Edit the rows below by replacing "indicate" with "mark" wherever it occurs, and keep every other character unchanged.

===== Items =====

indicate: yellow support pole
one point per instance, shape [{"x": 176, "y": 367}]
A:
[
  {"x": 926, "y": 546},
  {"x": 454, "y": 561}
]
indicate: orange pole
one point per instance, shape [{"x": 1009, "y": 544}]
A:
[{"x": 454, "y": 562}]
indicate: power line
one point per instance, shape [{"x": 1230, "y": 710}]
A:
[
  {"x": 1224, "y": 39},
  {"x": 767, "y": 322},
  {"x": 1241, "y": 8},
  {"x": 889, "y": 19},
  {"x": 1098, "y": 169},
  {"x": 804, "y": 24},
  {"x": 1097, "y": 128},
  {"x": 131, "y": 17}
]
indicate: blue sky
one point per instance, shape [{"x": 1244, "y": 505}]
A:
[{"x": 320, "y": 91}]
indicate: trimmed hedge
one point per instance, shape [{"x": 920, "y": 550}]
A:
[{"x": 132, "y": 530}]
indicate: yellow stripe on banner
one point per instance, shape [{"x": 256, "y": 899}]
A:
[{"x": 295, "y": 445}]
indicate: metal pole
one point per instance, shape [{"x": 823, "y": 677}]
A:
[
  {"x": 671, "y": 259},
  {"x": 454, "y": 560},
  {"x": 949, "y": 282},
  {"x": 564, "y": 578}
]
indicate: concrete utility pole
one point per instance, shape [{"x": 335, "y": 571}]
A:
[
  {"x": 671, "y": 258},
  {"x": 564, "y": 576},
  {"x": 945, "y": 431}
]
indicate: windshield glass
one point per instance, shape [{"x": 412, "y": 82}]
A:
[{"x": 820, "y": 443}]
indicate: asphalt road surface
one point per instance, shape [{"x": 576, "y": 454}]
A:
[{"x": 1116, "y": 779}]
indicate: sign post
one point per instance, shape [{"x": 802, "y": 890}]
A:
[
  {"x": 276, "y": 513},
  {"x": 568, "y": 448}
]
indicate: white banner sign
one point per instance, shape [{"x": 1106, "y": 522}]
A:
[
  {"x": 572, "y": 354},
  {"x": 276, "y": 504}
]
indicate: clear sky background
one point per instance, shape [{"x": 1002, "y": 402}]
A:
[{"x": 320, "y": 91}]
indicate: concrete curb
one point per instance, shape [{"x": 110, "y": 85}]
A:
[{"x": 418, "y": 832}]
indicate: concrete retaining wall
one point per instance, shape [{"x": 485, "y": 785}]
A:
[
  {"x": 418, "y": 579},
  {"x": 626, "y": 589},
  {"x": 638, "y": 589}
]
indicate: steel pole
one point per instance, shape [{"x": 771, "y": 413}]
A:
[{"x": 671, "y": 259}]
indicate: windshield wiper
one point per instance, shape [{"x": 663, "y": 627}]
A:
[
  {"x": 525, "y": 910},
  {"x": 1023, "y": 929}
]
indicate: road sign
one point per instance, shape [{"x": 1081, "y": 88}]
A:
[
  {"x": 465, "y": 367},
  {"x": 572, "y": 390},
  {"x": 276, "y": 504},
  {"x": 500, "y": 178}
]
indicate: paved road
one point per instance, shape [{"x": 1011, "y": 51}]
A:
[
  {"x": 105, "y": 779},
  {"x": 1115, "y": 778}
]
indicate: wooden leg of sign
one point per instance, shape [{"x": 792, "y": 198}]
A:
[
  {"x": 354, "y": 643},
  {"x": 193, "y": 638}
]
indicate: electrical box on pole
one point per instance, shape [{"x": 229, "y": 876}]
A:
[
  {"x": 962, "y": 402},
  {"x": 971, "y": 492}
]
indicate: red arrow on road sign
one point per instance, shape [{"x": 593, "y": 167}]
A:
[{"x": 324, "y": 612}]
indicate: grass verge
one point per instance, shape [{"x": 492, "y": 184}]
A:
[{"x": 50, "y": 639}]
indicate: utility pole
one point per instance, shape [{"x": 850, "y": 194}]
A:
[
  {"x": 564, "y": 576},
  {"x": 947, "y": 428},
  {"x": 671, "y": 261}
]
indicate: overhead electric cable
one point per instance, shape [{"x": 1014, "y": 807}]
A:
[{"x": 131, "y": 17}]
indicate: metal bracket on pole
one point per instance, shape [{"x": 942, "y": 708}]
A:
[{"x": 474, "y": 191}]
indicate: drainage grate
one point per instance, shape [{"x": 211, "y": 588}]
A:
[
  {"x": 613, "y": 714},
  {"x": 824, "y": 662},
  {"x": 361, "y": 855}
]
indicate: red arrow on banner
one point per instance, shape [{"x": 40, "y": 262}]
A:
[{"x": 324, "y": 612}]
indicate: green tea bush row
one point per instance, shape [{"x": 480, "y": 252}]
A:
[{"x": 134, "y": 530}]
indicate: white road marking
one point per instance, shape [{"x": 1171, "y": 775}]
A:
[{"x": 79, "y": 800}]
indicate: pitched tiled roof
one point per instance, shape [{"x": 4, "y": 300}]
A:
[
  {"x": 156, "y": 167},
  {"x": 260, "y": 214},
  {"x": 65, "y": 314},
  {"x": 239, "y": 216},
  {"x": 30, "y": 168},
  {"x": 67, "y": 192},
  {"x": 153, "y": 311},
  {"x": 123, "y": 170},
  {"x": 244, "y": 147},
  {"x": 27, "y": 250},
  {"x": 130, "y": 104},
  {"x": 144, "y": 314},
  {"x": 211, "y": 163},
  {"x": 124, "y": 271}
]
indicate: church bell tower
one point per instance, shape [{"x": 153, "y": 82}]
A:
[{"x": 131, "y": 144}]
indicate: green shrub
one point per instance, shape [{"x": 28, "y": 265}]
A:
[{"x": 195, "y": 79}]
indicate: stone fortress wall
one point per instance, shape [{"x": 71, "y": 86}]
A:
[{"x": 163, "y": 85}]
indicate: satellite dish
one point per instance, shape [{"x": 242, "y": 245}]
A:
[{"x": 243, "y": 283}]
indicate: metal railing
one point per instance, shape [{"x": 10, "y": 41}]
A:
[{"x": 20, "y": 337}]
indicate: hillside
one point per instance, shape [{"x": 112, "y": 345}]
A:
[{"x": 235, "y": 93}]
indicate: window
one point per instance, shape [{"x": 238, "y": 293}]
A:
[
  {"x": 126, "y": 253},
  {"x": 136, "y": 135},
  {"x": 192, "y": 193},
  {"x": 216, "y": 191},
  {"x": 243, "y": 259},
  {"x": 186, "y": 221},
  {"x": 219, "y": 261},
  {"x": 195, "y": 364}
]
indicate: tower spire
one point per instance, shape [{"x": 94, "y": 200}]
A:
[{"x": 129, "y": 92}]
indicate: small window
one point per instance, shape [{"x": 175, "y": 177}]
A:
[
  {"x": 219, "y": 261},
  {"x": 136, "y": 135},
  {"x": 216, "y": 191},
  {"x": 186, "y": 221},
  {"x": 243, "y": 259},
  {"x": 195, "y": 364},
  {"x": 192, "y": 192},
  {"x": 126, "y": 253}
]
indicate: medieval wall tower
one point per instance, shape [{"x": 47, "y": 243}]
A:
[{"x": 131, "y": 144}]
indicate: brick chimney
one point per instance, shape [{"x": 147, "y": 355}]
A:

=====

## Written solution
mark: yellow support pole
one point per instance, shape [{"x": 176, "y": 367}]
A:
[
  {"x": 926, "y": 546},
  {"x": 454, "y": 561}
]
mark: orange pole
one point per instance, shape [{"x": 1009, "y": 544}]
A:
[{"x": 454, "y": 562}]
mark: power line
one point per instance, shape [{"x": 1230, "y": 710}]
A:
[
  {"x": 1224, "y": 39},
  {"x": 767, "y": 322},
  {"x": 1241, "y": 8},
  {"x": 889, "y": 19},
  {"x": 1098, "y": 169},
  {"x": 804, "y": 24},
  {"x": 1097, "y": 128},
  {"x": 131, "y": 17}
]
mark: blue sky
one point per instance, shape [{"x": 1244, "y": 505}]
A:
[{"x": 320, "y": 91}]
mark: trimmed hedge
one point per instance, shape [{"x": 920, "y": 550}]
A:
[{"x": 132, "y": 530}]
mark: yellow stripe on banner
one point per instance, shape [{"x": 256, "y": 899}]
A:
[{"x": 295, "y": 445}]
mark: metal pole
one point per instance, shape [{"x": 823, "y": 677}]
A:
[
  {"x": 671, "y": 259},
  {"x": 454, "y": 560},
  {"x": 949, "y": 282},
  {"x": 564, "y": 578}
]
mark: concrete utility pole
one point per instance, shape [{"x": 335, "y": 571}]
A:
[
  {"x": 671, "y": 258},
  {"x": 564, "y": 576},
  {"x": 945, "y": 431}
]
mark: windshield glass
one point per instance, shape [{"x": 412, "y": 82}]
A:
[{"x": 820, "y": 443}]
mark: asphalt road surface
one point per instance, shape [{"x": 576, "y": 454}]
A:
[{"x": 1116, "y": 779}]
mark: sign post
one point per instance, shape [{"x": 802, "y": 890}]
A:
[
  {"x": 276, "y": 513},
  {"x": 568, "y": 448}
]
mark: white banner sign
one point per instance, shape [{"x": 1106, "y": 522}]
A:
[
  {"x": 572, "y": 354},
  {"x": 276, "y": 504}
]
mark: clear sky background
one point per instance, shape [{"x": 1002, "y": 402}]
A:
[{"x": 320, "y": 91}]
mark: concrete curb
one point per instance, shape [{"x": 110, "y": 85}]
A:
[{"x": 418, "y": 832}]
mark: concrete retaining wall
one point per instance, shape [{"x": 485, "y": 785}]
A:
[
  {"x": 418, "y": 579},
  {"x": 626, "y": 589},
  {"x": 638, "y": 589}
]
mark: steel pole
one point per instance, shape [{"x": 771, "y": 413}]
A:
[{"x": 671, "y": 259}]
mark: windshield wiper
one point per instance, shape [{"x": 663, "y": 627}]
A:
[
  {"x": 525, "y": 910},
  {"x": 1023, "y": 929}
]
mark: road sign
one point per instance, shape [{"x": 1081, "y": 88}]
A:
[
  {"x": 465, "y": 367},
  {"x": 572, "y": 390},
  {"x": 276, "y": 504},
  {"x": 500, "y": 178}
]
mark: paved road
one point per instance, shape [{"x": 1011, "y": 51}]
A:
[
  {"x": 105, "y": 779},
  {"x": 1115, "y": 778}
]
mark: wooden leg of sign
one point per instance, shape [{"x": 792, "y": 198}]
A:
[
  {"x": 354, "y": 643},
  {"x": 193, "y": 638}
]
mark: electrical box on pole
one point per instance, shape [{"x": 229, "y": 876}]
A:
[
  {"x": 962, "y": 402},
  {"x": 971, "y": 492}
]
mark: red arrow on road sign
one point per instance, shape [{"x": 593, "y": 167}]
A:
[{"x": 324, "y": 612}]
mark: grass verge
one point per instance, shape [{"x": 492, "y": 184}]
A:
[{"x": 50, "y": 639}]
mark: utility pole
one point per instance, shape [{"x": 850, "y": 194}]
A:
[
  {"x": 564, "y": 576},
  {"x": 947, "y": 428},
  {"x": 671, "y": 261}
]
mark: overhead electric cable
one point per instance, shape [{"x": 1014, "y": 807}]
A:
[{"x": 131, "y": 17}]
mark: metal bracket on pole
one point per instance, shape [{"x": 942, "y": 708}]
A:
[{"x": 474, "y": 191}]
mark: drainage grate
one point per instance, shape [{"x": 211, "y": 588}]
A:
[
  {"x": 613, "y": 714},
  {"x": 824, "y": 662},
  {"x": 361, "y": 855}
]
mark: red arrow on banner
one point per instance, shape [{"x": 40, "y": 262}]
A:
[{"x": 324, "y": 612}]
mark: green tea bush row
one point per instance, shape [{"x": 480, "y": 252}]
A:
[{"x": 134, "y": 530}]
mark: white road marking
one point per instance, shape [{"x": 1171, "y": 775}]
A:
[{"x": 79, "y": 800}]
mark: pitched tiled roof
one point per instance, shape [{"x": 4, "y": 300}]
A:
[
  {"x": 156, "y": 167},
  {"x": 260, "y": 214},
  {"x": 65, "y": 314},
  {"x": 239, "y": 216},
  {"x": 30, "y": 168},
  {"x": 67, "y": 192},
  {"x": 153, "y": 311},
  {"x": 123, "y": 170},
  {"x": 244, "y": 147},
  {"x": 27, "y": 250},
  {"x": 130, "y": 104},
  {"x": 144, "y": 314},
  {"x": 211, "y": 163},
  {"x": 124, "y": 271}
]
mark: church bell tower
one point per instance, shape [{"x": 153, "y": 82}]
A:
[{"x": 131, "y": 144}]
mark: green shrub
one point per instance, shape [{"x": 28, "y": 265}]
A:
[{"x": 195, "y": 79}]
mark: stone fortress wall
one point per instance, shape [{"x": 71, "y": 86}]
A:
[{"x": 163, "y": 85}]
mark: satellite dish
one point per instance, shape [{"x": 242, "y": 245}]
A:
[{"x": 243, "y": 283}]
mark: metal railing
one point per instance, shape [{"x": 10, "y": 41}]
A:
[{"x": 20, "y": 337}]
mark: hillside
one point per instance, shape [{"x": 112, "y": 345}]
A:
[{"x": 235, "y": 93}]
mark: window
one point per instance, shape [{"x": 238, "y": 293}]
A:
[
  {"x": 126, "y": 253},
  {"x": 136, "y": 135},
  {"x": 192, "y": 193},
  {"x": 216, "y": 191},
  {"x": 243, "y": 259},
  {"x": 186, "y": 221},
  {"x": 219, "y": 261},
  {"x": 195, "y": 364}
]
mark: tower spire
one point per instance, shape [{"x": 94, "y": 200}]
A:
[{"x": 129, "y": 92}]
mark: small window
one point per instance, shape [{"x": 175, "y": 177}]
A:
[
  {"x": 219, "y": 261},
  {"x": 136, "y": 135},
  {"x": 216, "y": 191},
  {"x": 186, "y": 221},
  {"x": 243, "y": 259},
  {"x": 195, "y": 364},
  {"x": 192, "y": 192},
  {"x": 126, "y": 253}
]
mark: medieval wall tower
one point per instance, shape [{"x": 47, "y": 243}]
A:
[{"x": 131, "y": 144}]
mark: brick chimney
one point per instance, shape [{"x": 147, "y": 355}]
A:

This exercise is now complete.